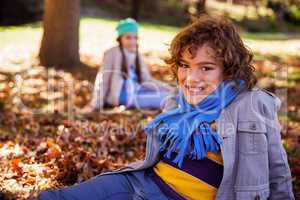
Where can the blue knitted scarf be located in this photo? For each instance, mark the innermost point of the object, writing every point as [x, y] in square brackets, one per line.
[190, 124]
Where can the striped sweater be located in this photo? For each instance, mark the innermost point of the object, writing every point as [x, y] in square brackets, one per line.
[197, 179]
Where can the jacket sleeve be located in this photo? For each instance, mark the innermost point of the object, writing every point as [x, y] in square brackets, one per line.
[148, 78]
[101, 85]
[279, 170]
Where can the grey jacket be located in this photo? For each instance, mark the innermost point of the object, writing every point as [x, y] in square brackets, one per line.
[109, 79]
[254, 159]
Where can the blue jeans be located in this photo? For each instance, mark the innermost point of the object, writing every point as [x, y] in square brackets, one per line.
[135, 185]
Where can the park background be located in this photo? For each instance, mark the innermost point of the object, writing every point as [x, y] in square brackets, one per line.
[50, 52]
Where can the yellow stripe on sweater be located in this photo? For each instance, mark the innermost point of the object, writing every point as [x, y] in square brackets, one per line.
[184, 183]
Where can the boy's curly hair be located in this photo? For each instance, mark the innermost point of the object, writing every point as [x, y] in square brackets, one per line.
[221, 35]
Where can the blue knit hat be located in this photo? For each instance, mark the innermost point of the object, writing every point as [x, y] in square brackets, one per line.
[127, 25]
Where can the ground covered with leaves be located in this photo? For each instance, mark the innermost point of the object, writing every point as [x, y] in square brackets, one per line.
[47, 142]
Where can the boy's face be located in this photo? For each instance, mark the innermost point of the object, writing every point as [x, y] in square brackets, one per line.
[129, 41]
[201, 75]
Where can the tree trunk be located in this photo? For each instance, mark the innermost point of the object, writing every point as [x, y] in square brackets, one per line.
[135, 9]
[60, 42]
[200, 6]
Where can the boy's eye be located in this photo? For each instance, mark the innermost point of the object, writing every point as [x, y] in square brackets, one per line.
[206, 68]
[183, 65]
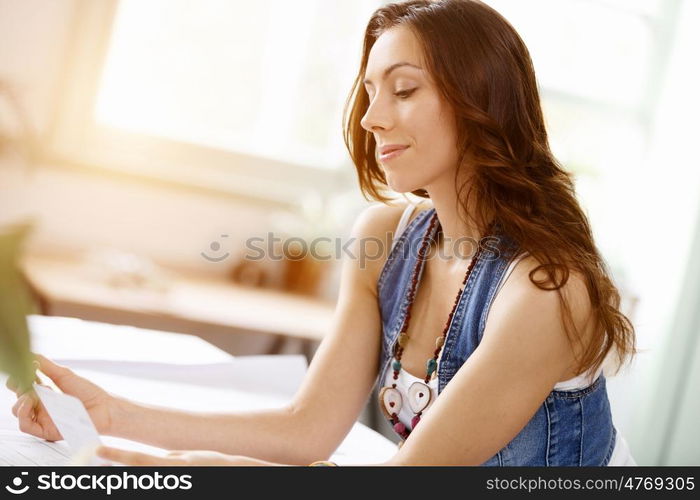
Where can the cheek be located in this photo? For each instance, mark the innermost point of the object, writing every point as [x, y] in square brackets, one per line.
[435, 135]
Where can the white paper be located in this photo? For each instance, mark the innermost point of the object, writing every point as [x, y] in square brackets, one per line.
[22, 449]
[73, 422]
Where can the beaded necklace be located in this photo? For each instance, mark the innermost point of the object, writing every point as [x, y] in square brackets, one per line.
[419, 393]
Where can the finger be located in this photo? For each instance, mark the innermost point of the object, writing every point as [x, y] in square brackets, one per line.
[27, 424]
[53, 370]
[131, 457]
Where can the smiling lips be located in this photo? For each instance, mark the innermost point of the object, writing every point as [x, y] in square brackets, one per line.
[391, 151]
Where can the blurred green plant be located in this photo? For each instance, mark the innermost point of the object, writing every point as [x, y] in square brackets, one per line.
[15, 304]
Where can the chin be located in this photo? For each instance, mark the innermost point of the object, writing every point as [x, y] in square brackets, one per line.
[399, 186]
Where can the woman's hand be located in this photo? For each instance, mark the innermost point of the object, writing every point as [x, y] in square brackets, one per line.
[177, 458]
[32, 416]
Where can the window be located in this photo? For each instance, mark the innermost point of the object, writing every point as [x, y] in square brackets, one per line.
[228, 94]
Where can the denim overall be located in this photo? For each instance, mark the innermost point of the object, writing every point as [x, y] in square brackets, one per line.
[570, 428]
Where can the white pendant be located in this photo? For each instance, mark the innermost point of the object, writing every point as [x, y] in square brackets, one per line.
[390, 400]
[419, 396]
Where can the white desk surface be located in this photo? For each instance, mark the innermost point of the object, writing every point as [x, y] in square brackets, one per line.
[167, 369]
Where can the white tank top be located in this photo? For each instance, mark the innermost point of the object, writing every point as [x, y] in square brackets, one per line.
[621, 454]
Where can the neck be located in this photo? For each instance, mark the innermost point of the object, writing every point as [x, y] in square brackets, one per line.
[459, 235]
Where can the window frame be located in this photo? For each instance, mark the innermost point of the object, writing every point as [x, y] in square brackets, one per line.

---+---

Instruction
Give an exact copy of the material, leaving out every picture.

Problem solution
Where can the blue knitted scarf be located in this photo? For each instance, mark the innermost point of the object, writing every point as [x, y] in square brackets, one per line.
[190, 124]
Where can the striped sweater be located in this photo? For each instance, mark the innermost point of the object, writing every point as [x, y] in square brackets, one per line.
[197, 179]
Where can the jacket sleeve be located in this photo? For each instance, mark the innermost point of the object, writing every point as [x, y] in square brackets, one per line.
[148, 78]
[101, 85]
[279, 170]
Where can the grey jacket be located in this photo? For each instance, mark the innermost point of the object, writing every point as [x, y] in square brackets, one per line.
[109, 79]
[254, 159]
Where can the blue jeans be located in this photo? For each instance, mark the innermost point of the object, writing every point as [x, y] in square brackets, one per line.
[135, 185]
Where can the park background be located in this photo? For each instance, mark the innermost point of the object, writing every point as [x, y] in square brackets, one per line.
[50, 52]
Where can the yellow stripe on sweater be located in this photo? For each instance, mark the innermost point of the object, writing every point as [x, y] in square brackets, one per line.
[184, 183]
Where can the boy's curly hair be located in this photo? For each instance, mark the innermost point of the object, writing every point as [x, y] in square brackets, one per line.
[221, 35]
Where can the blue knit hat be located in this photo? For each instance, mark the innermost point of the object, writing every point as [x, y] in square brackets, one per line.
[127, 25]
Where can the ground covered with leaves be located in this photo? For each instance, mark the innermost point of the object, writing every point as [x, y] in square brackets, one per line.
[47, 142]
Where can the boy's face be located in this photo? For each instance, mark the innermost point of the object, writing every point as [x, y] in square brackets, one per line.
[129, 41]
[201, 75]
Where can the tree trunk be located in this photo? For each instance, mark the innermost point of the object, writing every point as [x, y] in square brackets, one per line.
[135, 9]
[60, 42]
[200, 6]
Where can the boy's eye be located in this photo? For each instance, mark the innermost point of the object, writing every point as [x, y] in square brackets, one per line.
[206, 68]
[183, 65]
Where can the cheek be located in this photo? For each instance, mark the innermost point of the object, writing every point as [x, y] in square brackets, one per line.
[435, 135]
Where can the white paper be located in this photo? For each instance, mark the innermost point of the object, writing every point as [x, y] in square brackets, one per line.
[22, 449]
[73, 422]
Where can the beaded necklace be located in this photo? For each instance, mark the innermost point of the object, writing every point as [x, y] in square brackets, one per line.
[419, 393]
Where can the finger be located in this photo? For each instance, mark the innermost point of the object, writing every point as [x, y] in square brackets, one per line.
[27, 424]
[53, 370]
[131, 457]
Where can the smiling lips be located in this photo? For each instance, mark the innermost point of the object, writing every point as [x, y] in square brackets, one per line.
[391, 151]
Where can the blurred green plant be located in this photo? For each instance, mark the innermost point of the object, writing every point as [x, y] in square brackets, one per line.
[15, 304]
Where can the chin be located in this photo? For each instance, mark the innermost point of the object, writing every point as [x, y] in square brackets, one per line.
[399, 186]
Where can the woman's hand be located in this photo? For each instance, mark the innermost point of the object, writing every point as [x, y] in square brackets, one per line.
[177, 458]
[32, 416]
Where can the window be located in this photo? For each instance, mark the innermost point of the object, writing every point as [x, y] in square brackets, one per line.
[228, 94]
Where can the denim overall be located in this photo? For each instance, mark the innermost point of the object, writing every point as [x, y] in square brackets, one per line.
[570, 428]
Where can the white pendant be located in this photo? For each instance, mark the innermost point of the object, writing every point as [x, y] in square brackets, one per line.
[390, 400]
[419, 396]
Where can the white desk surface be located in this photo? For each instance, mark the innermost point of the object, writing every point as [x, y] in square brackets, one per line.
[167, 369]
Where can the white tank top be located in this photo? For each instance, mark the innermost point of the object, writing every point as [x, y] in square brackets, one per line.
[621, 454]
Where can the neck be located in this photo? For each instance, mark the innermost point of the object, writing every point as [x, y] in square brackets, one per line.
[459, 235]
Where can the window frame be located in this photo? For each instance, mark the innermost point of the object, writing every point as [x, y] in square brackets, one per line.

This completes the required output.